[Opening Records for the task section]

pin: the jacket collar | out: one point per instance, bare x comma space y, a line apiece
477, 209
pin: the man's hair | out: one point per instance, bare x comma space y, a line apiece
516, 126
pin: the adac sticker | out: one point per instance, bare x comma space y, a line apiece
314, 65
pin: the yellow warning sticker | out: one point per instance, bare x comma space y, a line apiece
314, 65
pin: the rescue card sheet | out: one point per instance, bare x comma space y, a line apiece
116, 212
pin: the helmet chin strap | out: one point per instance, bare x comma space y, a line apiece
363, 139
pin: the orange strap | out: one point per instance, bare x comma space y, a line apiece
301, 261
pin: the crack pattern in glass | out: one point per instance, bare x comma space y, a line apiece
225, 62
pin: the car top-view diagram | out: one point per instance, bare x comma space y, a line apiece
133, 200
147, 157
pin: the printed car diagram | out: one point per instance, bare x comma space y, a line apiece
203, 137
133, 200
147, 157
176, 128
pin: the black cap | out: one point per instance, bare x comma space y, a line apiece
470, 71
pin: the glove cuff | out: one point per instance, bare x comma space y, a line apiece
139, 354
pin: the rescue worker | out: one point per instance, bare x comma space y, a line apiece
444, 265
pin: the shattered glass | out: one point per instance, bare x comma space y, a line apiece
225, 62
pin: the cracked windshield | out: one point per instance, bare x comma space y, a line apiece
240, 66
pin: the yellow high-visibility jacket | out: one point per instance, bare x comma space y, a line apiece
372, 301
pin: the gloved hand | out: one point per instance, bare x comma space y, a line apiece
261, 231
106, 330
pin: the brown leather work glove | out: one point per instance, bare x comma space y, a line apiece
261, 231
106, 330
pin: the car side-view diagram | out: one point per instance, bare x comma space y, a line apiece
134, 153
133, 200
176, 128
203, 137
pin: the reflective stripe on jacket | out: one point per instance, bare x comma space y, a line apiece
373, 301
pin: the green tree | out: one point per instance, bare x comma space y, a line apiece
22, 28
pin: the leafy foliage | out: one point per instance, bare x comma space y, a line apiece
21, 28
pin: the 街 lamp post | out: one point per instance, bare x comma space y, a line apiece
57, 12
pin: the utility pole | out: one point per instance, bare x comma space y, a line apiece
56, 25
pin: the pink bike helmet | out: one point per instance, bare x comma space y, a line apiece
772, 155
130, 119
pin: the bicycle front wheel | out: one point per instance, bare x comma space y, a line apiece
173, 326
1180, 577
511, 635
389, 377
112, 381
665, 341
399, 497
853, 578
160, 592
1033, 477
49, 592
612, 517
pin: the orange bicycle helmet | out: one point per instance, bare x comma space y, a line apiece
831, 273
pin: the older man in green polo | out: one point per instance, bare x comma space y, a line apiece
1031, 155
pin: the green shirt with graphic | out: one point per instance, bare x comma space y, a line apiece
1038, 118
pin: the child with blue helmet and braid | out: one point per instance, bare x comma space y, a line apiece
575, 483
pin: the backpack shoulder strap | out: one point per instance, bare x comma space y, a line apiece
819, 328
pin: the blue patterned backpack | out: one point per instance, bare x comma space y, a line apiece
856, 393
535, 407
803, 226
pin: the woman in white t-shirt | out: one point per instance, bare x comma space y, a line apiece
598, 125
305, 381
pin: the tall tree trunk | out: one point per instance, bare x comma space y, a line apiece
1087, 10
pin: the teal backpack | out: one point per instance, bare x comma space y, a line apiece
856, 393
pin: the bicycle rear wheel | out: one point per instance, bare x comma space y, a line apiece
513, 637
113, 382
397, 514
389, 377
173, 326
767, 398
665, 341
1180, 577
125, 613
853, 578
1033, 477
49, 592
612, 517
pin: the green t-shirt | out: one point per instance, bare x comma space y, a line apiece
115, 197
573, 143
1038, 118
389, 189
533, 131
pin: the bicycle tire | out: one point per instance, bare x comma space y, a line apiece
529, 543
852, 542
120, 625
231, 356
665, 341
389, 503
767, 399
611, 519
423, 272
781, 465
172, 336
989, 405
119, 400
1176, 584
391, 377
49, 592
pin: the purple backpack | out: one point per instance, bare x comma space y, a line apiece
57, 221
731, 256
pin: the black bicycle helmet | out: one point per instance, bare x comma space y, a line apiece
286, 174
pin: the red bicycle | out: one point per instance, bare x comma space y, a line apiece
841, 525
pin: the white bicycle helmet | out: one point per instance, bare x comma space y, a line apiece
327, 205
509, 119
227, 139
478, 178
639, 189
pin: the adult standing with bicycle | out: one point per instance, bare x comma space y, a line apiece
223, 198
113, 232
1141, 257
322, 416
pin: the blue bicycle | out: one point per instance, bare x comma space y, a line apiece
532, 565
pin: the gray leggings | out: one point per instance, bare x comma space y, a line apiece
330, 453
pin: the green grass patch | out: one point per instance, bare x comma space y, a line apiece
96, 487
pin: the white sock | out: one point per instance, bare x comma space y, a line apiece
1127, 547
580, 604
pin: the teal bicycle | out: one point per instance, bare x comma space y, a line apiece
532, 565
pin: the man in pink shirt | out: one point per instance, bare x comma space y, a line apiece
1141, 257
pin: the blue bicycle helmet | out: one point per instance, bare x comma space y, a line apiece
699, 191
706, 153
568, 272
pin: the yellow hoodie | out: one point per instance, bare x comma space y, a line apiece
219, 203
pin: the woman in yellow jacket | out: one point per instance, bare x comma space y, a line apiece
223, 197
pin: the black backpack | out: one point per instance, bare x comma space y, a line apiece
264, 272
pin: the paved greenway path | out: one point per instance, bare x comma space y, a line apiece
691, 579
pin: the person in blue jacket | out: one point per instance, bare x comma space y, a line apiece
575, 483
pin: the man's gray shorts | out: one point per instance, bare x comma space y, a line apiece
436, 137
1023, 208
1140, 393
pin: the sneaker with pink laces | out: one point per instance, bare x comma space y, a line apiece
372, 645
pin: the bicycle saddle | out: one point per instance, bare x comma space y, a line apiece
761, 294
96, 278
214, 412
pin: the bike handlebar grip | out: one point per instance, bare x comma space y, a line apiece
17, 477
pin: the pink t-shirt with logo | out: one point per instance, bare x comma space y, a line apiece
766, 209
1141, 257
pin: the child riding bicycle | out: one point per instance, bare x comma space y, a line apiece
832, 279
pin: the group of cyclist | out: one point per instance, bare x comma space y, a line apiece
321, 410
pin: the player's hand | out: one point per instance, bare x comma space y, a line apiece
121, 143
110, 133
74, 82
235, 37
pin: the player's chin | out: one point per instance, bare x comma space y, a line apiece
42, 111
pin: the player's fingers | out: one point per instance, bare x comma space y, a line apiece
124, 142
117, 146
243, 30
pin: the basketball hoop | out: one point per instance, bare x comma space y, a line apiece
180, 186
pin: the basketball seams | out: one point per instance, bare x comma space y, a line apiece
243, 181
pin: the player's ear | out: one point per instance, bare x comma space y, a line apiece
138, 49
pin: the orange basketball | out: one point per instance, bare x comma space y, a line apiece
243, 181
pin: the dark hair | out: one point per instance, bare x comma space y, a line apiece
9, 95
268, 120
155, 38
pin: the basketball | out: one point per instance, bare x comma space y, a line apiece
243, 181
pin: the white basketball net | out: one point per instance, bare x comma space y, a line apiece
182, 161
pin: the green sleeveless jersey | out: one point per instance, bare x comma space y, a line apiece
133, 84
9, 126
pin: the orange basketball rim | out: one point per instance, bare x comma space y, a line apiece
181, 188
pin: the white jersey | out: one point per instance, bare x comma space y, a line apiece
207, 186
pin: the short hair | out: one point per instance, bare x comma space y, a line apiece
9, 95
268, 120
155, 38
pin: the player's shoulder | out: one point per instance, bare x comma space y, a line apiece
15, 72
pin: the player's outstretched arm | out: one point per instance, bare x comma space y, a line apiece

[Closing Records for the task section]

▶ Task to complete:
Each entry is to be written out exactly as it was given.

▶ Result of this exercise:
pin: the jacket collar | out: one point per instance, bare x comma space y, a line apiece
477, 209
pin: the man's hair | out: one point per instance, bare x comma space y, a line apiece
516, 126
pin: the adac sticker | out: one point per instance, bare x comma space y, a line apiece
314, 65
pin: the yellow warning sticker | out: one point per instance, bare x comma space y, a line apiece
314, 65
pin: the rescue card sheet | out: one point per instance, bare x comma space y, a line apiece
116, 212
pin: the helmet chin strap | out: one point per instance, bare x comma space y, a line apiece
363, 139
pin: the orange strap | out: one point per instance, bare x comma space y, a line apiece
301, 261
pin: the crack pattern in glass | out: one point per instance, bare x comma space y, a line apiece
225, 62
pin: the car top-view diagram | out: one point per instance, bare x comma space y, a line apiece
133, 200
147, 157
pin: the printed car diagram | out: one point per instance, bare x comma space y, a line apiece
203, 137
133, 200
147, 157
176, 128
pin: the black cap | out: one point per instance, bare x comma space y, a line apiece
470, 71
pin: the glove cuff | out: one point per instance, bare x comma space y, a line apiece
139, 354
pin: the rescue worker | out: one point per instance, bare x comma space y, a line apiece
444, 265
pin: the shattered glass | out: one point per instance, bare x comma space y, a line apiece
225, 62
pin: the cracked windshield | out: one point per instance, bare x comma space y, a line apiece
240, 66
pin: the yellow high-visibility jacket | out: one point per instance, bare x comma space y, a line apiece
372, 301
pin: the gloved hand | out: one point per instance, bare x comma space y, a line apiece
261, 231
106, 330
pin: the brown leather work glove | out: one point per instance, bare x comma space y, a line apiece
261, 231
106, 330
pin: the car side-view diagram | out: one point per instance, bare x comma space y, a line apiece
134, 153
133, 200
176, 128
203, 137
pin: the reflective stripe on jacket | out: one point per instance, bare x comma space y, a line apiece
373, 301
pin: the green tree | out: one point per instance, bare x comma space y, a line apiece
22, 28
pin: the leafy foliage | out: one point per instance, bare x comma space y, a line apiece
21, 28
pin: the 街 lamp post | out: one point per instance, bare x comma space y, a line apiece
57, 12
pin: the utility pole | out: one point per instance, bare x comma space y, a line apiece
56, 25
pin: the pink bike helmet | out: one point per instance, bare x comma space y, a line apiece
772, 155
130, 119
pin: the bicycle front wheel | out: one point per instance, bare x comma space y, a line apiece
173, 326
1180, 577
511, 635
389, 377
112, 381
665, 341
399, 497
853, 578
160, 592
1033, 477
49, 592
612, 517
pin: the orange bicycle helmet | out: one point per instance, bare x comma space y, a line apiece
831, 273
pin: the older man in green polo | out: one point per instance, bare x comma space y, a line apiece
1031, 155
pin: the green shirt with graphic | out: one point per instance, bare x comma space y, a line apiece
1038, 118
pin: the child with blue helmet and braid | out: one point per instance, bare x comma space y, a line apiece
575, 483
pin: the backpack shoulder strap | out: one point per instance, bare x comma space y, a line apiece
819, 328
pin: the blue patterned backpack | out: one point per instance, bare x comma space y, a line apiece
856, 393
535, 407
803, 226
pin: the woman in white t-shirt | out: one point per instance, bare x comma space y, a line apiece
598, 125
305, 381
pin: the tall tree trunk | out: one point per instance, bare x comma space y, a line apiece
1087, 10
pin: the teal backpack | out: one point per instance, bare x comma space y, a line apiece
856, 393
pin: the bicycle rear wheel | out: one point per instance, bare x comma space y, a line apiece
513, 637
113, 382
397, 514
389, 377
173, 326
767, 398
665, 341
1180, 577
125, 613
853, 578
1033, 477
49, 592
612, 517
pin: the green t-shirt | out: one point per instance, bare x comma space y, a line apiece
115, 197
573, 143
1038, 118
389, 189
533, 131
pin: the bicycle tire | out: one point per instance, bare x comma space y, a line apiece
529, 543
852, 542
120, 625
231, 356
665, 341
389, 503
767, 399
611, 519
423, 272
781, 465
172, 336
989, 405
119, 400
1176, 584
391, 377
49, 592
pin: the purple backpack | out: one point per instance, bare x comma space y, a line apiece
57, 221
731, 256
pin: the black bicycle helmet | out: one point per instance, bare x comma space y, a line apiece
286, 174
pin: the red bicycle | out: one point per instance, bare x comma space y, a line apiece
841, 525
pin: the white bicycle helmet | out: one point per instance, bare x comma space y, a line apiece
327, 205
509, 119
227, 139
478, 178
639, 189
pin: the adult standing with bicycle | out: one point per instance, bare x comma space y, a line apiece
223, 198
113, 232
1141, 257
322, 416
pin: the blue bicycle | out: one point per instance, bare x comma space y, a line apiece
532, 565
pin: the gray leggings | out: one point per instance, bare x comma space y, a line apiece
330, 453
pin: the green grass patch | out: one point per instance, bare x comma space y, a line apiece
96, 487
pin: the white sock | out: one point per instance, bare x comma space y, a line apiece
1127, 547
580, 604
pin: the teal bicycle | out: one point per instance, bare x comma space y, a line apiece
532, 565
pin: the man in pink shirt | out: one point per instance, bare x comma space y, a line apiece
1141, 257
pin: the blue bicycle helmet | out: one point per instance, bare x comma space y, a line apiece
699, 191
706, 153
568, 272
pin: the yellow hoodie | out: one point per instance, bare x comma space y, a line apiece
219, 203
pin: the woman in yellow jacket | out: one point per instance, bare x comma space y, a line apiece
223, 197
pin: the black backpack | out: one point per instance, bare x comma space y, a line apiece
264, 272
pin: the paved greenway path | out: one point per instance, bare x comma space y, a line apiece
691, 579
pin: the person in blue jacket | out: one point per instance, bare x comma space y, a line apiece
575, 483
pin: the man's gray shorts | out: one point per instance, bare x comma space y, a line apiece
436, 137
1023, 208
1140, 393
pin: the sneaker with pink laces | out: one point per instance, bare x comma space y, a line apiece
372, 645
pin: the bicycle saddle | out: one point per instance, bare x comma space y, a line apiece
761, 294
96, 278
214, 412
pin: the bike handlebar grip | out: one point per instance, bare x comma space y, a line apiece
17, 477
pin: the pink t-shirt with logo | out: one point per instance, bare x comma space y, a line apiece
766, 209
1141, 257
pin: the child riding bicycle | out: one point per instance, bare x comma space y, a line apiece
832, 279
pin: the group of cyclist | out: one point per instance, bare x comma space y, a line apiece
321, 410
pin: the player's hand | out: one point per instance, bare x comma space y, a line apiece
121, 143
110, 133
74, 82
235, 37
pin: the player's chin | out: one point per instance, bare x comma space y, a line apiece
42, 111
pin: the player's fingers | out: one point per instance, bare x comma space y, a line apiece
124, 142
117, 146
243, 30
pin: the basketball hoop | out: one point per instance, bare x comma space y, a line apiece
180, 186
pin: the basketball seams | out: one point per instance, bare x comma space y, a line apiece
243, 181
pin: the player's ear | out: one point per instance, bare x comma space y, a line apiece
138, 49
pin: the orange basketball | out: one point per instance, bare x comma space y, a line apiece
243, 181
pin: the dark hair | out: one point per instance, bare x comma space y, a line apiece
9, 95
268, 120
155, 38
pin: the basketball | out: one point per instance, bare x comma space y, a line apiece
243, 181
pin: the white basketball net | out: one point per instance, bare x comma space y, a line apiece
182, 161
pin: the green sleeveless jersey | out: one point per instance, bare x comma space y, a line apiece
133, 84
9, 126
pin: the orange basketball rim | out: one point per instance, bare x comma space y, a line apiece
181, 188
pin: the white jersey | out: one point per instance, bare x comma space y, a line apiece
207, 186
pin: the short hair | out: one point per instance, bare x comma space y, a line apiece
9, 95
268, 120
155, 38
pin: the player's shoulder | out: one point per instance, bare x comma space y, a line apiece
15, 72
pin: the player's outstretched arm | out: one point per instance, bare x comma space y, a line apiece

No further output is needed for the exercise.